◆ Рабочее задание 1: Сколько лет длилось правление Чаушеску по данным фрагмента о протестах в Беларуси?
◆ Рабочее задание 2: Продолжите фрагмент о протестах в Беларуси с того места, где он заканчивается.

◆ Предоставленный фрагмент:
■ ■ ■ ■ ■ ■ ■

Ни в одной из этих стран руководство не было настроено на компромисс. В Восточной Германии официальные лица даже обсудили и подготовили так называемое «китайское решение»: массовые и смертоносные военные действия по примеру площади Тяньаньмэнь в июне 1989 года. Им не дали этого сделать, ибо силы безопасности и вооруженные силы были плотно подчинены советскому контролю через Варшавский договор и другие структуры блока.
В отличие от предыдущих советских лидеров, которые выступали против либерализации в Восточной Европе, Горбачев не позволял этим режимам обращать оружие против собственного народа.
Затем последовало падение Милошевича в Сербии в 2000 году и два поражения Януковича в Украине в 2004 и 2014 годах. Обе страны были гораздо более плюралистичными, чем Беларусь сегодня. Там были многопартийные системы, хорошо обеспеченная ресурсами оппозиция, в том числе парламентская в Украине, и свободные СМИ.
Беларусь сильно отличается от них всех. Там нет ни официального настроения для диалога и перемен, как в Польше и Венгрии, ни внешнего сдерживания репрессий, как в Чехословакии и ГДР, ни бурлящего плюрализма Сербии и Украины.
В отсутствие всех этих факторов Беларусь находится в более тяжелом положении. Поэтому там можно полагаться только на постоянную мобилизацию, храбрость и творческий потенциал больших масс простых людей. Пока что народ — поскольку это уже не «оппозиция», а большинство населения, — не ошибался. Протестующие взяли и сохраняют инициативу и привлекают новые группы сторонников: журналистов, врачей, крупные государственные предприятия, даже некоторых сотрудников милиции и сил безопасности.
Однако Беларусь сталкивается с исключительно безжалостным лидером и очень репрессивным аппаратом безопасности. В этом она больше напоминает одну еще не упомянутую страну — Румынию при Николае Чаушеску. Даже по стандартам советского блока правление Чаушеску было мрачным и долгим — 24 года, всего на два года меньше, чем у Лукашенко. Это был самый жестокий и персоналистский режим. Он получил эффективную автономию от Варшавского договора, а его вооруженные силы и силы безопасности необязательно подчинялись Москве.

■ ■ ■ ■ ■ ■ ■

◆ Исходные записи:
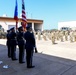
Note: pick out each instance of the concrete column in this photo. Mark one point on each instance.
(33, 25)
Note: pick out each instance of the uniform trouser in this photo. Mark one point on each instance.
(21, 53)
(29, 57)
(9, 50)
(13, 52)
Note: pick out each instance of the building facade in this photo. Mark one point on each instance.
(8, 22)
(67, 25)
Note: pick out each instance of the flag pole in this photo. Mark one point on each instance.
(16, 15)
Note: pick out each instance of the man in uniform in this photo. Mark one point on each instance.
(8, 43)
(13, 43)
(29, 46)
(21, 44)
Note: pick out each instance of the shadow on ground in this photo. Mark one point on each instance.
(44, 65)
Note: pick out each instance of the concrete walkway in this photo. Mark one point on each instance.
(58, 59)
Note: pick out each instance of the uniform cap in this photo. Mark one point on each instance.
(28, 27)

■ ■ ■ ■ ■ ■ ■

◆ Ожидаемый ответ 1: Правление Чаушеску длилось 24 года.

◆ Ожидаемый ответ 2:
Однако даже здесь диктатор пал, что стало последней и самой неожиданной жертвой 1989 года. Конец начался буквально из ничего в начале декабря. Толпы людей в Тимишоаре на западе Румынии собрались, чтобы защитить лютеранского пастора Ласло Токеса от ареста. Несмотря на то, что в них стреляли, толпы растянулись по городу, а затем и за его пределы.
Когда пять дней спустя Чаушеску обратился к огромной толпе в Бухаресте, и аплодисменты неожиданно переросли в улюлюкание толпы, полное непонимание на его лице стало одним из незабываемых образов того удивительного года. Армия, которая, по словам Токеса, несколько дней назад была «очень жестокой и очень агрессивной», теперь бросила, задержала, а затем и казнила Чаушеску. На прошлой неделе Лукашенко пережил замедленную версию этого непонимания. По мере того как мирные протесты охватывают всю страну, он и его ближайшее окружение демонстрируют полное непонимание природы событий.
Румыния показывает, что перемены возможны в самых бесперспективных условиях, даже если они могут быть дорогостоящими и болезненными — в тех событиях погибло около 1000 человек. Однако есть еще один фактор, который делает ситуацию в Беларуси сложнее, чем даже в Румынии. В 1989 году Советский Союз находился в процессе реформ и не хотел вмешиваться в события в Восточной Европе. Возрождающая имперская Россия может сделать это сейчас либо напрямую, либо поддержав репрессии в иной форме.
Сегодня ситуация приближается к переломному моменту. Надо обратить внимание на то, как группы, чье соучастие и молчание имеют важное значение для существования режима, меняют лояльность. Наблюдать за военными: ранее они не принимали непосредственного участия в репрессиях, и это не входит в их задачу. Если Лукашенко введет военное положение, перед ним встанет решающий выбор. И надо следить за Россией, которая может попытаться взять под контроль или остановить перемены. Все это сейчас — ключевые факторы.